# Information given
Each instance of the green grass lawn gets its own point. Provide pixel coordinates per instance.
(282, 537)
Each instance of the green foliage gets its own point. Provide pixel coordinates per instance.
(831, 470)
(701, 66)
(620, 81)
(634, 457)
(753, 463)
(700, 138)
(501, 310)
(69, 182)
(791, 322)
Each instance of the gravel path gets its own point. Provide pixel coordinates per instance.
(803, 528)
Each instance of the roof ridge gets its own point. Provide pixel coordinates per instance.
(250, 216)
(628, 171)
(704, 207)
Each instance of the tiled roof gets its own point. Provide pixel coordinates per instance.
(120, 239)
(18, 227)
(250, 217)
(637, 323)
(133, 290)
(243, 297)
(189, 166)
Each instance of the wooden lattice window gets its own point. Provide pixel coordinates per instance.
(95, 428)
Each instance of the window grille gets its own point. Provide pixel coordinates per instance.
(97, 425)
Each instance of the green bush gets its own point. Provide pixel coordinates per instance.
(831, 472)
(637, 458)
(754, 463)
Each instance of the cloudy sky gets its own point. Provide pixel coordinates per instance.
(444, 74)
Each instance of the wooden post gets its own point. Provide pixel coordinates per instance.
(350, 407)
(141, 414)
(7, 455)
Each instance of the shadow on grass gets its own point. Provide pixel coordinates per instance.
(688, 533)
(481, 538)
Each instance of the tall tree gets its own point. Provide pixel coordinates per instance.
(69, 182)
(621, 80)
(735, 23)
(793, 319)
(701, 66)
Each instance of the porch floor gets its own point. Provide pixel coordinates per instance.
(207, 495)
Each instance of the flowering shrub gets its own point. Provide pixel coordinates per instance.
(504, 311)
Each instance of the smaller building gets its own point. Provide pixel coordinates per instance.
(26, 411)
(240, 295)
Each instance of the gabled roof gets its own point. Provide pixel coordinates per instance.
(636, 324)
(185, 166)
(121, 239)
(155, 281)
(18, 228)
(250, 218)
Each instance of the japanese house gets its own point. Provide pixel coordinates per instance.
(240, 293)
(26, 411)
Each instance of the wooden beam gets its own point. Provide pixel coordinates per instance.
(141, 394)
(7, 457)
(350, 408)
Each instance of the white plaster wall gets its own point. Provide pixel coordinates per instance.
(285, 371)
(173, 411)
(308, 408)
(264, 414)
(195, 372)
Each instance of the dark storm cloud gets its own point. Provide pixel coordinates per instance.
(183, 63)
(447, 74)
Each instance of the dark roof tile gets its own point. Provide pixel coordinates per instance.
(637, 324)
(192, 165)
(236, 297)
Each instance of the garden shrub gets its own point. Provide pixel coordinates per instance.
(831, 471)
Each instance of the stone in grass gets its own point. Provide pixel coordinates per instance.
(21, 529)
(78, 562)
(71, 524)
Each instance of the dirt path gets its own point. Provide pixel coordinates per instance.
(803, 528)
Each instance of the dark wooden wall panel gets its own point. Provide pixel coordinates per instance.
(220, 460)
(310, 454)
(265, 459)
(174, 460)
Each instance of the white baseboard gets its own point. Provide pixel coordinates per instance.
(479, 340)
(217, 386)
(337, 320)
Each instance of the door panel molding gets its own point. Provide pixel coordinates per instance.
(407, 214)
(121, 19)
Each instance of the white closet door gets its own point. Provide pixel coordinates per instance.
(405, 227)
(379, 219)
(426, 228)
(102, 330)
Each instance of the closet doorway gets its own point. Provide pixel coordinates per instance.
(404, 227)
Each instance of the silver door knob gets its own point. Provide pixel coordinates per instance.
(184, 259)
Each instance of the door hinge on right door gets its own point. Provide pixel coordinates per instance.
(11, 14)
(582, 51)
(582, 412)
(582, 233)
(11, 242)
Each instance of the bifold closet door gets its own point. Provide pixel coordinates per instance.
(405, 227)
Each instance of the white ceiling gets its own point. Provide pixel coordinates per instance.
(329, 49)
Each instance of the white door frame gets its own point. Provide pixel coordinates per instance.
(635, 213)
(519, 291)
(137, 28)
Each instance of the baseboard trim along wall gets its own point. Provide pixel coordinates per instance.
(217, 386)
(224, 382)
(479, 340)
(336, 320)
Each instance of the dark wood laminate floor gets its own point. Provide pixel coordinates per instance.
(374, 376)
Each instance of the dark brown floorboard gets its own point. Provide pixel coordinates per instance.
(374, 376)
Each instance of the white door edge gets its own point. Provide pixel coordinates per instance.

# What to do
Could you retype all of the material word for word?

# Answer to this problem
Each instance of the green grass lawn gets its own point. Provide pixel coordinates per instance.
(282, 537)
Each instance of the green foliage gets its own point. Provide pixel coordinates per instance.
(831, 470)
(701, 66)
(620, 81)
(634, 457)
(753, 463)
(700, 138)
(501, 310)
(69, 182)
(791, 322)
Each instance of the gravel path gets its own point. Provide pixel coordinates per instance.
(803, 528)
Each instance of the roof ridge gets its own point. Provide pixel coordinates per instance.
(250, 216)
(628, 171)
(704, 207)
Each instance of the tiled roof gets its own point. Provide pixel coordinates per instance.
(120, 239)
(18, 227)
(250, 217)
(637, 323)
(133, 290)
(243, 297)
(189, 166)
Each instance of the wooden lattice window gets its own point. Provide pixel coordinates per instance.
(95, 428)
Each instance of the window grille gets its own point. Provide pixel coordinates per instance.
(97, 425)
Each instance of the green bush gets its own point. Provide pixel coordinates per instance.
(831, 472)
(637, 458)
(754, 463)
Each instance of the cloudy sky gets its own point. Provide pixel coordinates per instance.
(444, 74)
Each instance of the wooden post gets its own point. Provide pixel coordinates per instance.
(350, 407)
(141, 414)
(7, 455)
Each instance of the shadow on grass gets its own point. Provide pixel coordinates per instance.
(688, 533)
(481, 538)
Each instance of the tall tree gets its own point. Provide pixel coordinates per instance.
(69, 182)
(621, 80)
(735, 23)
(793, 319)
(701, 66)
Each instance of the porch floor gets its own point. Provide pixel coordinates per instance.
(207, 495)
Each instance of the flowering shrub gets its own point. Provide pixel coordinates per instance.
(504, 311)
Each instance of the smaller building gets its own point. Provide pixel coordinates per instance.
(26, 411)
(240, 295)
Each instance of the gabled roof gets its own point. Provide pixel coordinates per instance.
(636, 324)
(185, 166)
(121, 239)
(155, 281)
(18, 228)
(250, 218)
Each instance of the japanese house gets its own point. Provide pixel coordinates per instance.
(240, 293)
(26, 411)
Each instance of the wooden beam gets its own point. Provide pixel coordinates per instance.
(141, 394)
(7, 457)
(350, 408)
Each instance of the white plaster wall gets its own point. Provide pixel coordinates per instance.
(285, 371)
(173, 411)
(308, 408)
(264, 414)
(195, 372)
Each instance of the dark storm cloud gets its own point. Provide pixel coordinates per instance.
(183, 63)
(447, 74)
Each instance of the dark roof tile gets its own point. Provide pixel coordinates per instance.
(637, 324)
(192, 165)
(236, 297)
Each instance of the garden shrub gets its own point. Provide pixel coordinates per instance.
(831, 471)
Each instance of the stone in grass gets its own point. Provide pixel coordinates per instance.
(21, 529)
(78, 562)
(71, 524)
Each instance of the dirt path gets its own point. Provide pixel coordinates per instance.
(803, 528)
Each instance of the dark wooden wall panel gets its own point. Provide pixel coordinates per instance.
(220, 460)
(310, 454)
(265, 459)
(174, 460)
Each instance of the white baseboard gets its own point. Provide pixel coordinates per instance.
(479, 340)
(217, 386)
(337, 320)
Each instance of the door panel molding gets its own point. Provide pixel coordinates per instance.
(407, 214)
(121, 19)
Each instance of the white closet door gets its own point. Provide pixel coordinates per instance.
(405, 227)
(379, 219)
(426, 228)
(102, 330)
Each instance of the closet doorway gets its own point. Provide pixel coordinates per instance.
(404, 227)
Each instance of the silver door knob gets its own point. Provide pixel coordinates per instance.
(184, 259)
Each instance of the door hinge on right door gets its own point. Provide pixel coordinates per instance.
(11, 14)
(582, 51)
(582, 412)
(582, 233)
(11, 242)
Each instance of the bifold closet door gets its own point. Provide pixel coordinates per instance.
(405, 227)
Each instance of the white ceiling gets its own point. Provide pixel coordinates per instance.
(329, 49)
Each instance of the white door frame gets its own point. Provide pixel coordinates per instance.
(635, 213)
(519, 291)
(137, 28)
Each instance of the baseboard trim along wall gets its own point. Provide pixel coordinates per instance.
(217, 386)
(224, 382)
(479, 340)
(336, 320)
Each instance of the dark wood laminate floor gets its own point. Provide pixel coordinates per instance.
(374, 376)
Each instance of the dark brown floorboard gets its own point. Provide pixel coordinates per instance.
(374, 376)
Each instance of the white door edge gets its own point. Provide pixel coordinates per instance.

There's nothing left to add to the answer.